Goal of the exercise:
Can you render the rows, starting at the one containing "Guideline: for every instance of the sleeveless" and ending at the last row, as a two-column CSV with columns named guideline and points, one line per guideline, each field in double quotes and every line break inside a field replaced by a space?

Provided data start

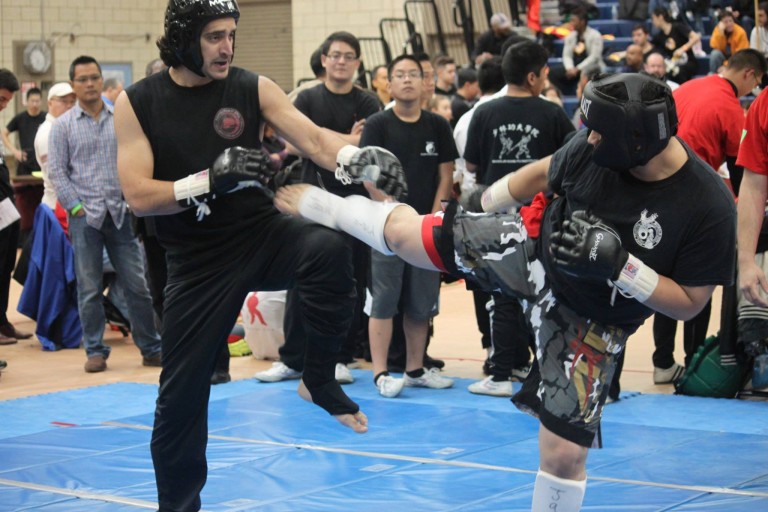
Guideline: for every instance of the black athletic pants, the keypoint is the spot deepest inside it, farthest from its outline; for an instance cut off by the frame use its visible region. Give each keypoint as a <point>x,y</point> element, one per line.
<point>480,299</point>
<point>200,309</point>
<point>9,241</point>
<point>292,351</point>
<point>157,278</point>
<point>510,337</point>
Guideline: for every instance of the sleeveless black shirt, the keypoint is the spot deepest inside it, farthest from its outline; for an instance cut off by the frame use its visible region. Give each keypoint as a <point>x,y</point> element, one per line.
<point>188,128</point>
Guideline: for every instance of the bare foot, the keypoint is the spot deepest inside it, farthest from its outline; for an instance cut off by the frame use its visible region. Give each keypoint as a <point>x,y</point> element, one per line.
<point>288,197</point>
<point>358,422</point>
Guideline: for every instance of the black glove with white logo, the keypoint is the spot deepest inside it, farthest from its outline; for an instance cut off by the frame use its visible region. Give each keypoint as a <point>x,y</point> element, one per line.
<point>587,248</point>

Provided data end

Task solution:
guideline,points
"Guideline: for every instance of the sleeveless black shirt, the keypoint is the spot deepest inside it, farthest from its outline; for an instance cut off by the frame use its visible region. Give each keypoint as a <point>x,y</point> element, one per line.","<point>188,128</point>"
"Guideline: for every instance of the bare foot, the keypoint is the spot deepest inside it, farthest from its outline; for an instance cut off by the frame use its visible region. Give each keypoint as a <point>x,y</point> element, one per line.","<point>288,197</point> <point>358,422</point>"
"Guideline: for every instance of the black glove with white logo, the keypoint is the spot deepest inside it, farthest from its outline; for an instance cut off by the frame use its visible region. Give each keypoint as a <point>x,y</point> element, one per line.","<point>587,248</point>"